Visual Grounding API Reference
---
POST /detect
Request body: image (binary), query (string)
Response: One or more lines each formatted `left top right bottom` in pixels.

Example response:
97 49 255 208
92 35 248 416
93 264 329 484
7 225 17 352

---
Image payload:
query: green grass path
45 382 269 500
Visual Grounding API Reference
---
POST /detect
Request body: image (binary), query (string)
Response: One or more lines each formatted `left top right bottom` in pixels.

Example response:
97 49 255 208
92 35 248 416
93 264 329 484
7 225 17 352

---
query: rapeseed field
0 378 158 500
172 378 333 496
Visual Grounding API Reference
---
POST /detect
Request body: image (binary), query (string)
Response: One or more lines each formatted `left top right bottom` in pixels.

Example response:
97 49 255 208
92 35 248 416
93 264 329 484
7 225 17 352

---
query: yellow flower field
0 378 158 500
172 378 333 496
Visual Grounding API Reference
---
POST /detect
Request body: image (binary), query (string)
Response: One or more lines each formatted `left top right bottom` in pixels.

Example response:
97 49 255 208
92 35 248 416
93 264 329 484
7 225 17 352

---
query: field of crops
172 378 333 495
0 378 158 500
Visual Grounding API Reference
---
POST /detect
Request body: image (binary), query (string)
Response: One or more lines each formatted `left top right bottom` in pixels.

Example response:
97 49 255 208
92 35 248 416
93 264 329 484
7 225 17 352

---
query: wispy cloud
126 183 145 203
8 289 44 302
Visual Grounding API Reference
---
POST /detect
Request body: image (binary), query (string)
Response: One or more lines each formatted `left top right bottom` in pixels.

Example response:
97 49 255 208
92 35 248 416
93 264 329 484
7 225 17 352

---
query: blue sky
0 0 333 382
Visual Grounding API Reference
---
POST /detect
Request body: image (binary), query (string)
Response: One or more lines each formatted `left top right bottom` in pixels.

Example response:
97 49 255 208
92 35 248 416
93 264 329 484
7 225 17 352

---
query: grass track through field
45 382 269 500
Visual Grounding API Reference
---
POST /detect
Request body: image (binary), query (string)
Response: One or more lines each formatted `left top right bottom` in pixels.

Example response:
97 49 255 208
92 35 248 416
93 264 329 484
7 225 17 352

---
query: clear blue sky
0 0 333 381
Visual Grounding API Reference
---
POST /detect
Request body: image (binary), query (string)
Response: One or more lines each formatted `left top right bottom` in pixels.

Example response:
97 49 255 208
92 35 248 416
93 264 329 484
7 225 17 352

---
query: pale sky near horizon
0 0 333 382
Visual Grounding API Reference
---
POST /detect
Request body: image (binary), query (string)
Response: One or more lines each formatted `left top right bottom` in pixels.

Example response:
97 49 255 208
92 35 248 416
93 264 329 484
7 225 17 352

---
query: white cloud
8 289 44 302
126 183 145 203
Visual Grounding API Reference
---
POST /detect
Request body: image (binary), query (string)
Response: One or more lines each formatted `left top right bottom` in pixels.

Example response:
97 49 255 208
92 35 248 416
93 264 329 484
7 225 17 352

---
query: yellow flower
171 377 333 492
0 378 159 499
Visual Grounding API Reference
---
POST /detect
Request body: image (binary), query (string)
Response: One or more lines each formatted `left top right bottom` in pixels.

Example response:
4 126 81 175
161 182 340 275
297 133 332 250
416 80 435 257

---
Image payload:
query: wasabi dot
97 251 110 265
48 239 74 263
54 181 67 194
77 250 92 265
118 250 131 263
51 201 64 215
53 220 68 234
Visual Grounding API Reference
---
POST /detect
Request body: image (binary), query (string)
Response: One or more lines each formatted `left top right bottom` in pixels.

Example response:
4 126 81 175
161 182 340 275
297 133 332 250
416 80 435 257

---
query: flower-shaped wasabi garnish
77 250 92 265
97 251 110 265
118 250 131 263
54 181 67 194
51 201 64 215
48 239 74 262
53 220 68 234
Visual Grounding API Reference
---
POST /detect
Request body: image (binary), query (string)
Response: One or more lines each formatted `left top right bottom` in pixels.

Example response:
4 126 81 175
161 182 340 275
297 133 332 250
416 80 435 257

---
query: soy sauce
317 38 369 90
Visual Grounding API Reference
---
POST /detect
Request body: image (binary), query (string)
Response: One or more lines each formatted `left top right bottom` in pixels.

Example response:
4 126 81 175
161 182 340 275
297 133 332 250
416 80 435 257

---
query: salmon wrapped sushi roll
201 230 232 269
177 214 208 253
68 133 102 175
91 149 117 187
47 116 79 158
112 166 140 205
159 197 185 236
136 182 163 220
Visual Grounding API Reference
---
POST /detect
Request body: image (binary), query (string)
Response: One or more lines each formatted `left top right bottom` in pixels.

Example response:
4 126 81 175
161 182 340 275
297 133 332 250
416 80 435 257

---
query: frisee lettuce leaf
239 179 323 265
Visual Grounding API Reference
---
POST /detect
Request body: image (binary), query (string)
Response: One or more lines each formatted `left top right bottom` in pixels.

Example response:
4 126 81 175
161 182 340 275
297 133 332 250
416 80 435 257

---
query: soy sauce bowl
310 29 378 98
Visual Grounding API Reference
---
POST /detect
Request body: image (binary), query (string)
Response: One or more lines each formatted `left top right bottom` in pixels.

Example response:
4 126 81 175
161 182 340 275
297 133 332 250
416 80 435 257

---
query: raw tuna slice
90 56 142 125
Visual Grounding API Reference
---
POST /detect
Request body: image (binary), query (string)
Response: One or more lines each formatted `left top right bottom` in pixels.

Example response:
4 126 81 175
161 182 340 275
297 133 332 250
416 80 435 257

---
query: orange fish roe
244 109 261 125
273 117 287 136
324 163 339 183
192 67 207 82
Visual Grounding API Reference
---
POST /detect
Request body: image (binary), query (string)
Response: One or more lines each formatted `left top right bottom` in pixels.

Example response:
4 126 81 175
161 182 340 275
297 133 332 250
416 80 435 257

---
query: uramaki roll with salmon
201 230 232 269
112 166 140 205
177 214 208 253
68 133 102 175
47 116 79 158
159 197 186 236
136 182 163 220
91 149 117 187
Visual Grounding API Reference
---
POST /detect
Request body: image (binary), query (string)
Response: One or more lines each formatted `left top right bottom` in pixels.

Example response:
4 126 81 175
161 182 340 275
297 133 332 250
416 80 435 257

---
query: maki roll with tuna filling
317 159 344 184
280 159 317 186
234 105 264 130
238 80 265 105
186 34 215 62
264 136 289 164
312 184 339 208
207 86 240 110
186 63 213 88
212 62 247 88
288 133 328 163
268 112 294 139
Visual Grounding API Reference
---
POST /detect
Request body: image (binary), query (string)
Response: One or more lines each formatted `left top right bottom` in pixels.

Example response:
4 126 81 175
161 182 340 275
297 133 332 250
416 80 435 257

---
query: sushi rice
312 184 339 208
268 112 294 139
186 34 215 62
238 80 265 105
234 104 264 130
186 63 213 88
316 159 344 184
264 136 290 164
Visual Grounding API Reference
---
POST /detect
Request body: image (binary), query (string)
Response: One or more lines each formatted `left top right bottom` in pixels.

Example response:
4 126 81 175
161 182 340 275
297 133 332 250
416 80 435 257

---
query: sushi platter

----

About this exercise
Please give every entry again, precisely as it appears.

Task answer
Visual Grounding API Reference
---
POST /detect
Request body: image (binary), query (string)
Response: One or more lines each formatted `left top right bottom` in pixels.

Example response:
97 49 255 208
92 35 248 416
93 264 329 484
7 225 17 352

---
Image payload:
query: green grass path
45 382 269 500
Visual Grounding API Reference
---
POST /detect
Request body: image (binary), query (string)
Response: One or more lines each formatted `left top right bottom` in pixels.

Example response:
97 49 255 208
92 35 248 416
93 264 329 484
7 225 17 352

---
query: rapeseed field
0 378 158 500
172 378 333 496
Visual Grounding API Reference
---
POST /detect
Request body: image (binary), query (string)
Response: One or more lines each formatted `left top right bottom` in pixels.

Example response:
97 49 255 208
92 35 248 416
93 264 329 484
7 225 17 352

---
query: yellow flower field
0 378 158 500
172 378 333 496
Visual Grounding API Reference
---
POST /detect
Request body: image (binary), query (string)
Response: One or more lines each formatted `left top right bottom` in pixels.

Example response:
97 49 255 208
92 35 248 416
93 264 329 484
7 225 17 352

---
query: field of crops
172 378 333 495
0 378 158 500
Visual Grounding API Reference
---
POST /detect
Request body: image (binary), query (string)
Response: One or more lines each formatted `left top right bottom` in pixels.

Example response:
97 49 255 208
92 35 248 416
93 264 329 484
7 225 17 352

---
query: wispy cloud
126 183 145 203
8 289 44 302
Visual Grounding API Reference
---
POST /detect
Request body: image (binary), query (string)
Response: One or more lines each formatted `left top right bottom` in pixels.

Example response:
97 49 255 208
92 35 248 416
93 264 329 484
7 225 17 352

---
query: blue sky
0 0 333 382
Visual Grounding API Reference
---
POST /detect
Request body: image (binary), query (string)
Response: One or more lines each formatted `left top right bottom` in pixels.

Example response:
97 49 255 208
92 35 248 416
93 264 329 484
7 225 17 352

---
query: grass track through field
45 382 269 500
Visual Grounding API Reference
---
POST /detect
Request body: image (binary), query (string)
Response: One or more lines each formatted `left top right bottom` in pixels.

Example response:
97 49 255 208
92 35 248 416
93 264 329 484
7 225 17 352

---
query: clear blue sky
0 0 333 381
Visual Grounding API Reference
---
POST /detect
Request body: image (binary), query (string)
Response: One or more lines each formatted `left top right bottom` in pixels.

Example response:
97 49 255 208
92 35 248 416
93 264 329 484
7 225 17 352

---
query: pale sky near horizon
0 0 333 382
Visual Grounding API Reference
---
POST /detect
Request body: image (binary), query (string)
Response: One or more lines each formatted `left top right bottom` in pixels.

Example response:
97 49 255 208
92 35 248 416
93 264 329 484
7 225 17 352

---
query: white cloud
8 289 44 302
126 183 145 203
Visual Grounding API Reference
---
POST /detect
Request body: image (binary), query (string)
Response: One or more lines each formatted `left top right bottom` in pixels.

Example response:
97 49 255 208
92 35 248 416
93 264 329 484
7 225 17 352

---
query: yellow flower
171 377 333 492
0 378 159 499
Visual Grounding API Reference
---
POST /detect
Request body: image (binary), query (string)
Response: One or more lines each formatted `left top right bottom` in pixels.

Example response:
4 126 81 175
161 182 340 275
297 133 332 250
416 80 435 257

---
Image payload:
query: wasabi dot
97 251 110 265
48 239 74 263
54 181 67 194
77 250 92 265
118 250 131 263
51 201 64 215
53 220 68 234
Visual Grounding API Reference
---
POST /detect
Request body: image (binary), query (string)
Response: One or more lines each formatted `left top right bottom` in pixels.

Example response:
4 126 81 175
161 182 340 275
297 133 332 250
416 80 435 257

---
query: flower-shaped wasabi garnish
77 250 92 265
97 251 110 265
118 250 131 263
54 181 67 194
51 201 64 215
48 239 74 262
53 220 68 234
Visual Grounding API Reference
---
POST /detect
Request body: image (binary), query (string)
Response: One or more lines each formatted `left top right bottom` in pixels.

Example response:
4 126 81 175
161 182 340 275
297 133 332 250
416 80 435 257

---
query: soy sauce
317 38 369 90
Visual Grounding API Reference
---
POST /detect
Request body: image (binary), query (string)
Response: One or more lines each formatted `left top right bottom` in pixels.

Example response:
4 126 81 175
161 182 340 275
297 133 332 250
416 80 435 257

---
query: salmon wrapped sushi roll
201 230 232 269
177 214 208 253
68 133 102 175
91 149 117 187
47 116 79 158
112 166 140 205
159 197 185 236
136 182 163 220
Visual Grounding API Reference
---
POST /detect
Request body: image (binary), query (string)
Response: One or more lines each formatted `left top right bottom` in pixels.

Example response:
4 126 81 175
161 182 340 275
297 133 332 250
416 80 435 257

---
query: frisee lettuce leaf
239 179 323 265
Visual Grounding API Reference
---
POST /detect
Request body: image (binary), query (string)
Response: One or more lines each formatted `left top right bottom` in pixels.

Example response:
4 126 81 175
161 182 340 275
297 133 332 250
416 80 435 257

---
query: soy sauce bowl
310 29 378 98
Visual Grounding API Reference
---
POST /detect
Request body: image (binary), query (string)
Response: One or more lines each formatted `left top right bottom` in pixels.

Example response:
4 126 81 175
161 182 340 275
297 133 332 250
416 80 435 257

---
query: raw tuna slice
90 56 142 125
Visual Grounding API Reference
---
POST /detect
Request body: image (binary), query (string)
Response: One or more lines each formatted `left top right bottom` in pixels.

Example response:
4 126 81 175
161 182 340 275
297 133 332 250
416 80 435 257

---
query: orange fish roe
244 109 261 125
273 117 287 136
324 163 339 183
192 67 207 82
Visual Grounding API Reference
---
POST /detect
Request body: image (binary), query (string)
Response: One or more lines each formatted `left top right bottom` in pixels.

Example response:
4 126 81 175
161 182 340 275
297 133 332 250
416 80 435 257

---
query: uramaki roll with salmon
201 230 232 269
112 166 140 205
177 214 208 253
68 133 102 175
47 116 79 158
159 197 186 236
136 182 163 220
91 149 117 187
Visual Grounding API Reference
---
POST /detect
Request body: image (binary), query (string)
Response: One or more lines each formatted `left top right bottom` in pixels.

Example response:
4 126 81 175
161 182 340 275
297 133 332 250
416 80 435 257

---
query: maki roll with tuna filling
317 159 344 184
280 159 317 186
234 105 264 130
238 80 265 105
186 34 215 62
264 136 289 164
312 184 339 208
207 86 240 110
186 63 213 88
212 62 247 88
288 133 328 163
268 112 294 139
Visual Grounding API Reference
---
POST /detect
Request body: image (binary), query (string)
Response: One or more lines each formatted `left top right bottom` in pixels.

Example response:
4 126 81 175
161 182 340 275
297 133 332 250
416 80 435 257

---
query: sushi rice
312 184 339 208
268 112 294 139
186 34 215 62
238 80 265 105
234 104 264 130
186 63 213 88
316 159 344 184
264 136 290 164
Visual Grounding API Reference
---
POST /detect
Request body: image (binary), query (string)
Response: One or more lines each formatted `left top right bottom` in pixels.

Example response:
4 126 81 175
161 182 340 275
297 133 332 250
416 80 435 257

---
query: sushi platter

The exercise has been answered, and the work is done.